OBJECTIVE
Retype all of the data below line for line, keeping every character the same.

Items drawn from a data source
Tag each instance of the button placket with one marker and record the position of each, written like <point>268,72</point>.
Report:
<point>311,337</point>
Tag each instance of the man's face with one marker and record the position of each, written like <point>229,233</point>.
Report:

SOLUTION
Tag each instance of the button placket with one marker and record the position of each, written like <point>268,72</point>.
Report:
<point>311,337</point>
Tag each instance of the man's face with one marker and record the position of each, written like <point>229,233</point>.
Report:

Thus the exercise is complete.